Whatever pictures appear, omit them, and repeat the data below exactly.

--- Dataset Enclosed Below ---

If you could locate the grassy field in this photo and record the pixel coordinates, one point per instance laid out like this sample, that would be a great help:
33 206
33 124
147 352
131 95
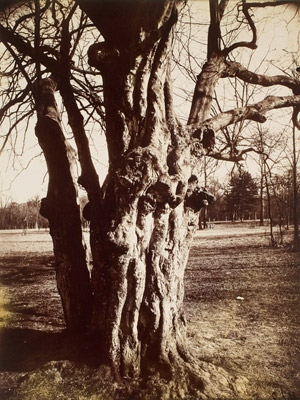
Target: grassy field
242 306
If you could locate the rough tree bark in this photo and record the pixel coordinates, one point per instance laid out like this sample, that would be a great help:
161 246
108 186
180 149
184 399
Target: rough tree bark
150 210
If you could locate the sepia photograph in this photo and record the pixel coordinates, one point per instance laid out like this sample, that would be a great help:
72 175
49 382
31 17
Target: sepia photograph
149 200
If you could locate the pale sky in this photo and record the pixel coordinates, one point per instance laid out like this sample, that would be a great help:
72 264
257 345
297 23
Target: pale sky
277 35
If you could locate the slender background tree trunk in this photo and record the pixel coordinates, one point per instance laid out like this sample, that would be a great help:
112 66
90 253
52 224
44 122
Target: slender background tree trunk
61 209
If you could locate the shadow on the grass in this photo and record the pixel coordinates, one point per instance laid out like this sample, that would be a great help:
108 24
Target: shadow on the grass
24 350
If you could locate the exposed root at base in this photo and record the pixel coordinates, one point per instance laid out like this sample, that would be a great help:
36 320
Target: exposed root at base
65 380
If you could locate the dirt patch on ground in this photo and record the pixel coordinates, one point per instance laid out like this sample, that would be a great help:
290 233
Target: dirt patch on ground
242 304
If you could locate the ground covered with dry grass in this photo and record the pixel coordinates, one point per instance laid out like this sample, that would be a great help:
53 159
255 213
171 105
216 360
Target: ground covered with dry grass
242 304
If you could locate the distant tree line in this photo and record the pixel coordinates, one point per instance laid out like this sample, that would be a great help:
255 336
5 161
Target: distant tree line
242 198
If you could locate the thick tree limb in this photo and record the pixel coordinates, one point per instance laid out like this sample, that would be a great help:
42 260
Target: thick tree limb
254 112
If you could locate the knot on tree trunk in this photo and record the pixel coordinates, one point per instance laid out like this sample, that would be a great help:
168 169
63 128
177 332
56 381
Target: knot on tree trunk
101 55
206 137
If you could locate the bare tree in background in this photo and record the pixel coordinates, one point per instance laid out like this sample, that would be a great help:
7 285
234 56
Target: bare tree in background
142 219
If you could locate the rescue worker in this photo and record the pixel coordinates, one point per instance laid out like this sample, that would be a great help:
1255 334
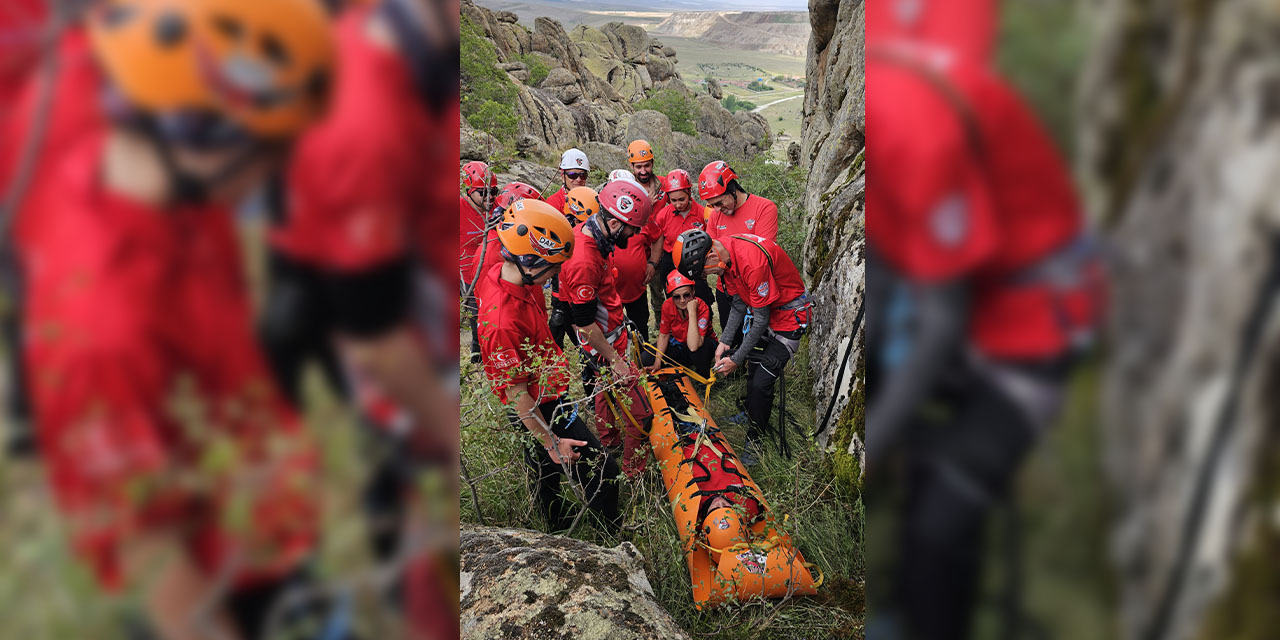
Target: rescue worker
136 219
574 169
679 215
590 288
685 333
636 265
769 307
734 211
982 288
479 190
580 204
529 373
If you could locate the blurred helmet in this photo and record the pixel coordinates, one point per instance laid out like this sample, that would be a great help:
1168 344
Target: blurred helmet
512 192
229 67
714 179
639 151
690 252
534 233
478 176
581 202
575 159
675 280
679 179
626 201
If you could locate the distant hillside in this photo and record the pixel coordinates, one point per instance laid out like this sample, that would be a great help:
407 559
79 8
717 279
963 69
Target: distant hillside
781 32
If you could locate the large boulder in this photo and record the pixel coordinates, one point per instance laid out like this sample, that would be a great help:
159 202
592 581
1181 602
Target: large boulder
831 147
519 584
530 173
604 155
1178 144
476 145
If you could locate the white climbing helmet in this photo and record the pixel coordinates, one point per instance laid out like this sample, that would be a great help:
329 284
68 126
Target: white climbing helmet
575 159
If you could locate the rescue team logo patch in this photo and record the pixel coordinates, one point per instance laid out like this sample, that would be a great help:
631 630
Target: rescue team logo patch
753 562
626 204
504 359
950 222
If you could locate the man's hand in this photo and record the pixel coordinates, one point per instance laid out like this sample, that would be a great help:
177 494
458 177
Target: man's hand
721 350
563 451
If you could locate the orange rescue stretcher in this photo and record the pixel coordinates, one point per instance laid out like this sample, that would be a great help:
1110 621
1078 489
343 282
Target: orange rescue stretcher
735 552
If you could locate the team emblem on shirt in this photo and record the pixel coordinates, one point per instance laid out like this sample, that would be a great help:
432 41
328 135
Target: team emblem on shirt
504 359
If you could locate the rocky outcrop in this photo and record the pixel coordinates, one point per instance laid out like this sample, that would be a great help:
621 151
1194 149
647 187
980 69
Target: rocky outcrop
519 584
1178 152
781 32
832 136
595 78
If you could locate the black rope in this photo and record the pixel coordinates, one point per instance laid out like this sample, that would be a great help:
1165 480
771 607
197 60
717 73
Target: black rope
1223 429
840 373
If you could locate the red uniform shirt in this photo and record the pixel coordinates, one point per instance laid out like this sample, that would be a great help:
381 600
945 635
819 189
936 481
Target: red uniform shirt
76 114
676 324
470 237
516 343
557 200
673 223
632 261
588 277
757 216
763 275
131 310
365 177
984 215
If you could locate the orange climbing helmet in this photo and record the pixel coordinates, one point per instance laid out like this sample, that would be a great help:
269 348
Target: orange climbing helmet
639 151
264 67
580 204
534 233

--- End of Enclosed Dataset ---

Output of the exercise:
If you could locate the grassy field in this photo and record the pixel coordinates, one point per instance laid out like this sample, that would be a great help:
33 206
33 124
147 352
131 95
Target: grassy field
242 306
If you could locate the rough tree bark in this photo and record the pixel coordinates, one point per instance laid out like this sample, that would be a great help:
161 246
108 186
180 149
184 399
Target: rough tree bark
150 210
If you could locate the sepia photograph in this photo and record the pixel coordinates, one point per instance laid out like this sample, that would be a great help:
72 175
49 382
31 17
Target: sepia photograph
149 200
If you could locate the pale sky in this photo and record the pixel coordinates, one point per instance laid out like this sample, that would be a great help:
72 264
257 345
297 23
Target: pale sky
277 35
If you could locate the slender background tree trunk in this photo and record the pixel coordinates, one point per instance laid out like this sample, that would be a great help:
112 66
90 253
52 224
44 122
Target: slender background tree trunk
61 209
If you could locate the shadow on the grass in this photo and record the pixel coordinates, one point per instance laid out like this sample, that would be a great help:
108 24
Target: shadow on the grass
24 350
If you could locate the exposed root at base in this photo and record the pixel coordinates, one point per instance laid out like this sample, that would be a great help:
36 320
Target: exposed root at base
65 380
If you could locate the dirt patch on ground in this photo and record the pixel coordinates, one point per instance laid out like this sample, that would be a great help:
290 233
Target: dirt patch on ground
242 304
If you could locate the ground covered with dry grass in this photo and record the pixel coordinates, one point per instance laid out like this sample, that would be a great help:
53 159
255 213
171 105
216 360
Target: ground covered with dry grass
242 304
If you could locate the distant tree line in this photo and record the pixel coordinates, one point per instance laid out like this sample, that would be a great help:
255 336
5 161
Target: distant tree line
242 198
If you could locate the thick tree limb in this photo and record the pixel coordinates, one point per instance laid out like this sample, that would be a great help:
42 260
Target: thick tree limb
254 112
If you could locate the knot on tree trunk in this photo and record the pixel coordinates, one point per instance laid out like this sample, that would be a great help:
168 169
63 128
177 332
56 381
Target: knot on tree trunk
101 55
206 137
If you could locate the bare tree in background in this photo and record the pixel coordinates, one point per instance laid out like this sample, that would be a great help:
7 285
234 56
Target: bare tree in background
142 219
If you could locate the rescue worker in this photo and record the pixel coordinates, one point per instance laid out like this sample, that would be a great help:
1255 334
Target: rescue worker
136 219
574 169
679 215
590 288
685 333
636 265
769 307
734 211
982 288
479 190
580 204
529 373
If you could locate the blurred helmet in this photo and record the pixel coordinates, one point per instance laid out like this sample, that would be a great help:
1168 344
Target: blurred helmet
512 192
229 67
714 179
639 151
690 252
534 233
478 176
581 202
575 159
675 280
679 179
626 201
If you could locate the distant hillside in this photo and record the pixel coordinates, one point per instance laid out like this sample, that would be a great help:
407 559
79 8
717 279
963 69
Target: distant hillside
781 32
If you could locate the large boulder in this photo and record the pixel coordinates, one point per instance laid out like this sample, that would be a great help:
159 202
592 581
1181 602
Target: large boulder
831 147
519 584
530 173
604 155
1178 144
476 145
If you could locate the white climbing helmet in this photo and record the pixel coordinates, one point per instance laid out like this sample, that would be a great help:
329 284
68 126
Target: white climbing helmet
575 159
If you could locate the rescue team logo patch in this photo and record the pixel coordinates, one point per instance laid out like this sample, that would be a great help:
631 630
Target: rescue team logo patch
753 562
626 204
504 359
950 222
If you could locate the man's hand in this photo and record the pixel coordinates, one point per instance laid out like this sample, that would be a great help:
177 494
458 177
Target: man's hand
721 350
563 451
If you could locate the orange rescue stretcher in this photo and record the pixel coordinates, one point per instance laid out like this sample, that would be a great help:
1110 621
1078 489
343 282
Target: orange rescue stretcher
735 552
If you could locate the team emblem on shirt in this photo and record the pixel coordinates, one point per instance laid out like this sample, that would be a great help:
432 41
328 135
Target: team emblem on shirt
504 359
If you could locate the rocky outcrop in this photo and record the pixel coordinates, one point per instance laid out like this sample, that would be a great help:
621 151
1194 149
647 187
980 69
Target: rocky outcrop
519 584
1178 152
781 32
832 136
595 78
If you could locate the black rope in this photo and record the pixel coordinates, one point per instance laid out like this sample, that would be a great help:
1165 480
771 607
197 60
717 73
Target: black rope
1223 429
840 373
If you could locate the red uniform shirt in this photo and record the pixel coordinates, one point per instance laid out like this sample, that would be a great help:
381 600
945 635
819 189
936 481
Target: red uniform shirt
76 114
676 324
470 237
516 343
557 200
673 223
632 261
588 277
757 216
763 275
131 310
365 177
984 215
If you could locate the orange climbing helmet in this photo and record the pixel coordinates, one point per instance laid out like this sample, that would be a great help:
269 348
Target: orange climbing helmet
639 151
264 67
580 204
534 233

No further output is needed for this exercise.